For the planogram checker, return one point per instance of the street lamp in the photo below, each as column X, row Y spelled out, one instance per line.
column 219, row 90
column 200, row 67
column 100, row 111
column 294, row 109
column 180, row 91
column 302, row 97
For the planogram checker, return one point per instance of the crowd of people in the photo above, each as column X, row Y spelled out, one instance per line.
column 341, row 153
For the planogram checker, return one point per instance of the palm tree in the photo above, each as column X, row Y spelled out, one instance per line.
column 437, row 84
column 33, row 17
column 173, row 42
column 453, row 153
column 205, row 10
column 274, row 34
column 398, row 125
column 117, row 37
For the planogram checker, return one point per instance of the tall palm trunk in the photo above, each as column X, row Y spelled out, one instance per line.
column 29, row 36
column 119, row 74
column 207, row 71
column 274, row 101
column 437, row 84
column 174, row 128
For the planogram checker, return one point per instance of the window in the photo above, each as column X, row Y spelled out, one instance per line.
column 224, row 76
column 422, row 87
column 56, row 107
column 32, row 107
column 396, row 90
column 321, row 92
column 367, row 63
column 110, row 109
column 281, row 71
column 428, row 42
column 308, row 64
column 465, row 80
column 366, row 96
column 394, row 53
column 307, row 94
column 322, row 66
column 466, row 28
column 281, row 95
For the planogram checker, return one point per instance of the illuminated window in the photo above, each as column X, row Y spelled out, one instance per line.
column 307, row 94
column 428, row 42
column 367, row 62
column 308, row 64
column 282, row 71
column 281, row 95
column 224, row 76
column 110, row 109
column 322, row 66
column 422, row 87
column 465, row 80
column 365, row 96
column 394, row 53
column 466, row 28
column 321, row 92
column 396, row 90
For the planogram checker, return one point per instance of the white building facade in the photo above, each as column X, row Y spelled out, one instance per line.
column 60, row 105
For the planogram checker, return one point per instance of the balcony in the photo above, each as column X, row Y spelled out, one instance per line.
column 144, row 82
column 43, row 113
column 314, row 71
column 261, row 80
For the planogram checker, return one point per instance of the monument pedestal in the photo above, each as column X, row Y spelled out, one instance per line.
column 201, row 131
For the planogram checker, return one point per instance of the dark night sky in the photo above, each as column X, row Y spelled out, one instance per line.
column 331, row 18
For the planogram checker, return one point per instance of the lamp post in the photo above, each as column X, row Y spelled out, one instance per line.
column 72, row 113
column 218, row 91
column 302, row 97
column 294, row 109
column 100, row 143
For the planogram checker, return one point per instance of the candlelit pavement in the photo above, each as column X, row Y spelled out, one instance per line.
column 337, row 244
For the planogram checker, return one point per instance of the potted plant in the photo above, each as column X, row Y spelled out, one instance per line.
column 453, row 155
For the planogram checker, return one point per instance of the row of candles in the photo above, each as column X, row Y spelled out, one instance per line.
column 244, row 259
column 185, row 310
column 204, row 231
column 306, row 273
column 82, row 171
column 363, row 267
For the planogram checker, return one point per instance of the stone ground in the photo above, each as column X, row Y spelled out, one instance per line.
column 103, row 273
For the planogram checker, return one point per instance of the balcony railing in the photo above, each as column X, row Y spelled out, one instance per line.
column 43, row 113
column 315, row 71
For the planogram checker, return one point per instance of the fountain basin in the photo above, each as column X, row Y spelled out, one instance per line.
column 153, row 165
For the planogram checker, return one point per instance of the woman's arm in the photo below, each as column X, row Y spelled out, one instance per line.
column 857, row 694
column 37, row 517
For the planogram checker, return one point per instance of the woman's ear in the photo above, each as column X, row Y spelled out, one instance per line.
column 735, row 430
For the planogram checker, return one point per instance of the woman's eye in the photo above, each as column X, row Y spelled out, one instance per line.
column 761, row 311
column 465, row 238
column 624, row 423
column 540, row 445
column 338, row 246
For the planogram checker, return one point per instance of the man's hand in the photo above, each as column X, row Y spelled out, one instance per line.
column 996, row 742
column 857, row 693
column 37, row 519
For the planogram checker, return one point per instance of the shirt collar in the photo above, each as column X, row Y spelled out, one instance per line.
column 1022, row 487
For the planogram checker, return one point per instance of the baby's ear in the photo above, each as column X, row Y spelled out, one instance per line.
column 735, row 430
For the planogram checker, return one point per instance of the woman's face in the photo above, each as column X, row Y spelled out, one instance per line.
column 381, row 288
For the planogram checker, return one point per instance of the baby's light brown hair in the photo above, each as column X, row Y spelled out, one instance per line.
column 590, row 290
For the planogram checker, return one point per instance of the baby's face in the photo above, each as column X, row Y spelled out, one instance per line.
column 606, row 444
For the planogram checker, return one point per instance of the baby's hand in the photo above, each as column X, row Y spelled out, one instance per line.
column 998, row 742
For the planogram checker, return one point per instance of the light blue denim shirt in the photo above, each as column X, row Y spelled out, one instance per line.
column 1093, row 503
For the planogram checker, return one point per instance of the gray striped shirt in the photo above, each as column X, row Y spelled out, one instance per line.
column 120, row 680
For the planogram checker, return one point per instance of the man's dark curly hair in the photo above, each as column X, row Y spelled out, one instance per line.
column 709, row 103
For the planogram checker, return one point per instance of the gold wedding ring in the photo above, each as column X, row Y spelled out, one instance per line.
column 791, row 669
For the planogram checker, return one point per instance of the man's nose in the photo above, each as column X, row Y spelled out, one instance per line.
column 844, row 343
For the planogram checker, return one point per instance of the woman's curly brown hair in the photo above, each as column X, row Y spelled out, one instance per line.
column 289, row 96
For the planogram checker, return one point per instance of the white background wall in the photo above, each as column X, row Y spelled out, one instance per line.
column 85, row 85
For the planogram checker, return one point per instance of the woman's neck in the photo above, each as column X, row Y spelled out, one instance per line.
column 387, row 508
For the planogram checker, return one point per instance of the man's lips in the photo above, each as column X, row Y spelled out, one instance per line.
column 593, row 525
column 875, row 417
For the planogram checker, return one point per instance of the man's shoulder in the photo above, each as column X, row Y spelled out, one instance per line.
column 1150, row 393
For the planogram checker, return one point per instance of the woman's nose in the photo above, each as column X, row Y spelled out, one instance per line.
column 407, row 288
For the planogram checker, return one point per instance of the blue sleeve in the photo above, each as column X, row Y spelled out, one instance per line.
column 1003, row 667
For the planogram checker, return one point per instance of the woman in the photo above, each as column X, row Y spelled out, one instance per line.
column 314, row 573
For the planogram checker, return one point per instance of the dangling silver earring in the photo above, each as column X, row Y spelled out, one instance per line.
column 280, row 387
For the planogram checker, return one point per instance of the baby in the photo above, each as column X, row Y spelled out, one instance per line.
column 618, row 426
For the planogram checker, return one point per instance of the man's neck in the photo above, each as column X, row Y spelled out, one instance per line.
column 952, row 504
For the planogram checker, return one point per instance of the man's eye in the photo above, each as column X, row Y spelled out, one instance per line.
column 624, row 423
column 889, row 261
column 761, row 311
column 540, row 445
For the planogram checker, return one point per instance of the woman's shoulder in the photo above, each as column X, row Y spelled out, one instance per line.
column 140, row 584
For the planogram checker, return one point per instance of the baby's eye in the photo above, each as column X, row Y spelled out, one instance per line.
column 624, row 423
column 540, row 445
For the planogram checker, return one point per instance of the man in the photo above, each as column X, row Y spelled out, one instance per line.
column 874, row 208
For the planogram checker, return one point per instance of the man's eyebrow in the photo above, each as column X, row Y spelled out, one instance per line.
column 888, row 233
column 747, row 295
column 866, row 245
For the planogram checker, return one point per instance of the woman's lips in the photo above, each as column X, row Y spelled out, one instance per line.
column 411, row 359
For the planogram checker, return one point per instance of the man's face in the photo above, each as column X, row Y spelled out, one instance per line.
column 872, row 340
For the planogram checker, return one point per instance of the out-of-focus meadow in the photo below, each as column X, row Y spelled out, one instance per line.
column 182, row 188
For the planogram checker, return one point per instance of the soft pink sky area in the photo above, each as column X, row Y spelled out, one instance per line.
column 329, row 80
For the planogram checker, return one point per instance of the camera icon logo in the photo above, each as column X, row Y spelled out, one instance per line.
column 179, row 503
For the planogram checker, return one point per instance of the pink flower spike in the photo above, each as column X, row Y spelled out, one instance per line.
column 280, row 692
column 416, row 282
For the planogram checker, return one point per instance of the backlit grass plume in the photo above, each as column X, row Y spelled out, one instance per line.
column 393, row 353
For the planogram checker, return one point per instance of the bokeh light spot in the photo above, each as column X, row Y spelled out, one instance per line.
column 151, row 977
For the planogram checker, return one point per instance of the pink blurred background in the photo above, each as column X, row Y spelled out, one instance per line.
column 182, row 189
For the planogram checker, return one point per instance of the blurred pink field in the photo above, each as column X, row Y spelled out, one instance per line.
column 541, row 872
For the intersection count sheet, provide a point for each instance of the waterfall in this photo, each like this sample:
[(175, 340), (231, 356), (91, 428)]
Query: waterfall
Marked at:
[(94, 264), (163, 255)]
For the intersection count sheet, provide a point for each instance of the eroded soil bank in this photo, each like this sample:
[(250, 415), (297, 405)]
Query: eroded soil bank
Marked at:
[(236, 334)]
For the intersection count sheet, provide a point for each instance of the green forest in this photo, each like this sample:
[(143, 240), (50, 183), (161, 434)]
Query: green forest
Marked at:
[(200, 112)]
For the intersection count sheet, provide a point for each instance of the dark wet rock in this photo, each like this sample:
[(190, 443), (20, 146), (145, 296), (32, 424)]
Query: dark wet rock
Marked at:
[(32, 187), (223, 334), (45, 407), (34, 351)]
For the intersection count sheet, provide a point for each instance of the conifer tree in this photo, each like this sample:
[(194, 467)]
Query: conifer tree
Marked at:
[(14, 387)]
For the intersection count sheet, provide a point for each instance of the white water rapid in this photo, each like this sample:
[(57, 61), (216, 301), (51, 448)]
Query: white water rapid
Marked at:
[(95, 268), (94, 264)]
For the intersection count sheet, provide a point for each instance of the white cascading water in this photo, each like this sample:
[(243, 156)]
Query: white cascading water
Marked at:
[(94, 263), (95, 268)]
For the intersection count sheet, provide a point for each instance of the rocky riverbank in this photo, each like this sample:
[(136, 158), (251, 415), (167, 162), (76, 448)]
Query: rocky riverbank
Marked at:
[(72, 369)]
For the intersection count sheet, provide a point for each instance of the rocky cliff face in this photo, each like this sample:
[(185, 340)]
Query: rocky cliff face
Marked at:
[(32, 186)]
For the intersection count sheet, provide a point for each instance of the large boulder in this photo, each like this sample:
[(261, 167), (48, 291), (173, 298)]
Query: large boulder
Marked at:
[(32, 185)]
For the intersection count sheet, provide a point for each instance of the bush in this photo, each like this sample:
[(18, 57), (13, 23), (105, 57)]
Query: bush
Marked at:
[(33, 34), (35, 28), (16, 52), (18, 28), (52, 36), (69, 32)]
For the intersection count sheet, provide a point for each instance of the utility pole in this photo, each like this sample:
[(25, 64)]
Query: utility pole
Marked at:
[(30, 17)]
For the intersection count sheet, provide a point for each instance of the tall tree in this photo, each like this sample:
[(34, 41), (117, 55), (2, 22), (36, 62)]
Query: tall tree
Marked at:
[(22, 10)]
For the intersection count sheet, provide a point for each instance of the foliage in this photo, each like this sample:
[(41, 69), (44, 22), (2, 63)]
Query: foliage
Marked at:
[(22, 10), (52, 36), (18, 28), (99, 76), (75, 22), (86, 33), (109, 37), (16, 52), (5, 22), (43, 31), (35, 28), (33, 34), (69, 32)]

Exercise directions: What is needed is each line from the records with the word "boulder" in it.

Final answer:
For the intersection count sheet, provide a point for each instance of the large boulder in this photo, each like this sample:
Query: large boulder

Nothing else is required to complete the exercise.